(Passage begins)

Friday, June 8, 2012

The prolific Chuck Wendig is hosting a flash fiction contest at his website

Recently I've steered away from writing flash fiction as I am consumed with a MG novel I am working on and as I see it, if I have time for 1,000 words a day, I would rather dedicate it to the novel. 

As usual, however, Chuck's topic caught my eye and set the keys to clicking. In this particular challenge he presented options of setting to writers. In my judgement writing solely about the setting was too easy and if real writing is to be done, the setting must be the most minor of set dressing. 

Thanks for the challenge CW. Here is my entry.

Margaret bit down on her lower lip, trying not to think about the feeling of despair that overcame her in the grocery store. Her life had always been cataloged and defined by a mildly delusional feeling that she was being judged by every one. Places where strangers shared aisles with her and hid around corners pretending not to see her opened up dark places in her mind. She knew they were focused on her as they pretended to have gentle conversations with each other or spoke softly into their cell phones. What they were actually saying was that her pants made her look fat, and the pimple just above her hairline was looking infected. She wished Steve hadn't gone.

When she was with Steve, it all felt better, more natural for her. As he walked by her side, those who would mock and jeer turned and scattered. Steve was in her life for a very short period of time. When he left, her feelings of paranoid self criticism returned. Alone now, Margaret struggled to deal with her 48 years of age, bags under her eyes, poorly fitting bra, and mismatched purse. Margaret felt terrible.

(Passage ends)

**Your objective:**
Continue the flash fiction story about Margaret, starting after its last sentence.

(Record extracts begins)

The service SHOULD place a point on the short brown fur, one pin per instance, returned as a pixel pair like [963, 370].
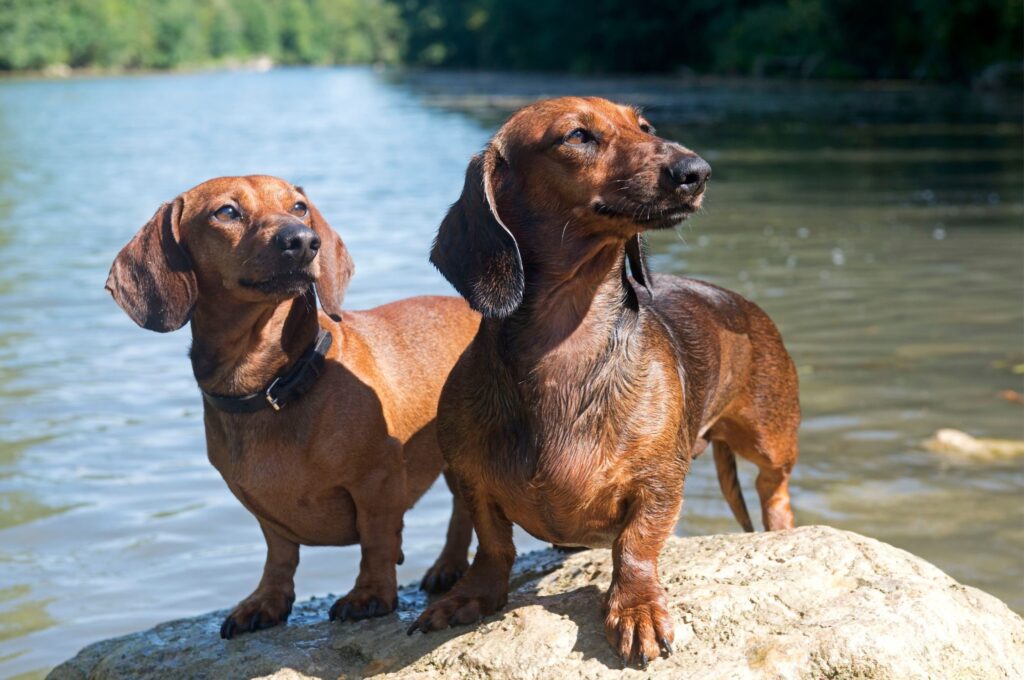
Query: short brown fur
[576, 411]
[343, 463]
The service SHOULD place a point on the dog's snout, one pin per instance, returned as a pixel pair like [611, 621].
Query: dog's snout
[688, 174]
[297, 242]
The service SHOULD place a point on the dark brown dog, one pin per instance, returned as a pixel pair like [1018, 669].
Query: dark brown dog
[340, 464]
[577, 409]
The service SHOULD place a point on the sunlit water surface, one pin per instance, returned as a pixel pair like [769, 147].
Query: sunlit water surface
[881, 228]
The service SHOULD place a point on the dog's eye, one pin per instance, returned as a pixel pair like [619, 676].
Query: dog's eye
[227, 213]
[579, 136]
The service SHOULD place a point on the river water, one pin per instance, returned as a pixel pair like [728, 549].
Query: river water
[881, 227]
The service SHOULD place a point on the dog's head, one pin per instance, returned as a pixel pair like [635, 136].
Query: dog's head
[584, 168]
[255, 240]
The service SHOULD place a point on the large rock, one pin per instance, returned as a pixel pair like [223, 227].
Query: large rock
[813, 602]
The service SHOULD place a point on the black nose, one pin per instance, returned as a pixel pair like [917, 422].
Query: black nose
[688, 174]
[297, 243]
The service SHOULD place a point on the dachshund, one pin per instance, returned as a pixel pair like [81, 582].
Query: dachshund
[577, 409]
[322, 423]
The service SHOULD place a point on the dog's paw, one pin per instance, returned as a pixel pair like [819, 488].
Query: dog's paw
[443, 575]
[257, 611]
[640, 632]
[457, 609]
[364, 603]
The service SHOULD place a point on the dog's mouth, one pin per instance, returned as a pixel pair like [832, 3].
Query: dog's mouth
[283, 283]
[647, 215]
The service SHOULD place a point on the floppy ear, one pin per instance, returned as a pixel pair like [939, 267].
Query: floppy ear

(Record extracts ends)
(Record extracts begins)

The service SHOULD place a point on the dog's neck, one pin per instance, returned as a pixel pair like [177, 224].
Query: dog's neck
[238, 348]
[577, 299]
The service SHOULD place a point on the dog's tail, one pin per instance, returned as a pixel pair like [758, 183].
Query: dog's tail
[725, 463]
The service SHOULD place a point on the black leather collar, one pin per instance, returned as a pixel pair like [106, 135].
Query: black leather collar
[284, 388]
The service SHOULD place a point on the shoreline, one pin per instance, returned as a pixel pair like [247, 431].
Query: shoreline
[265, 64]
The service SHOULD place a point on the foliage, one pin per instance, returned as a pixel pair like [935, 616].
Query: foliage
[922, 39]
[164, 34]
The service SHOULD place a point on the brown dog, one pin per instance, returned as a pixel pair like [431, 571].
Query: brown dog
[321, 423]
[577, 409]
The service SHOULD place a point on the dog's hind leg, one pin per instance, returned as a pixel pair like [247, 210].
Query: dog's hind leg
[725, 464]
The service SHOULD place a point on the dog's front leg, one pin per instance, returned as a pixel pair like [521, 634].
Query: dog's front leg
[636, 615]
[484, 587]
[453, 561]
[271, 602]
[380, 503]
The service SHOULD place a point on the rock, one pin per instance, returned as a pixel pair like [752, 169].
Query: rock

(Record extracts ends)

**Answer below:**
Pecan Sandy, sometimes called Peekaboo or Peeks, was Margaret's cat. Like her, Peekaboo was middle aged and without a like-species companion. Although not particularly modest, if he cared about what other cats thought of him, his looks, and his personal hygiene, he didn't show it. Peekaboo was happy laying on the carpet and getting waited on by Margaret. Like most cats, Peekaboo was a demanding master. If the water in his bowl was more than 12 hours old he would vomit on the floor. If the litter box was excessively pungent, he wet the laundry basket. And when there was no moist canned food in his bowl, he howled as if passing a moon-sized kidney stone until there was.

Steve hated Pecan Sandy and Pecan Sandy hated Steve right back. Their acrimony hit its peak just as Steve and Margaret's physical involvement was climaxing. The long anticipated consummation happened in her apartment, in full view of Peekaboo. Like a trench coat concealed pervert at a twenty-five cent peep show, Peeks stared at them during their lovemaking. Sitting on the covers at the foot of the bed, he watched as each participant took turns climbing on top of the other. The grunts and groans of luke-warm passion did little to alter his expression of ambivalence. The rhythmic back and forth rocking of the bed brought to Peekaboo the motion of a shaking bowl of gelatin, but it did not unseat him from his spot.

Peeks watched the thrusting, grabbing, and sweating, all the while tolerating the nauseating coital dialog of 'oh, yea' and 'God, you're the best'. Peeks knew he was the best and that everyone else was a distant second. The termination of the sex act was followed by a prolonged period of panting for recovery, during which time Peeks walked delicately up the covers between the couple and sprawled out around Margaret's head. Once situated, Peeks beat his tail across Steve's face until he dislodged a clump of litter concealed in the fur, sending it into Steve's left nostril.

Margaret thought Steve over reacted when he scurried out of her bed and tried blowing the foreign object from his sinuses using the closest small article of clothing he could find, her panties. No pleading in the world could get him to stay. The feline feces and aggregate ball was the wedge that would drive them apart. Margaret spent the rest of the night weeping on the couch with Peekaboo sitting next to her, exhibiting the outward appearance of a man who won.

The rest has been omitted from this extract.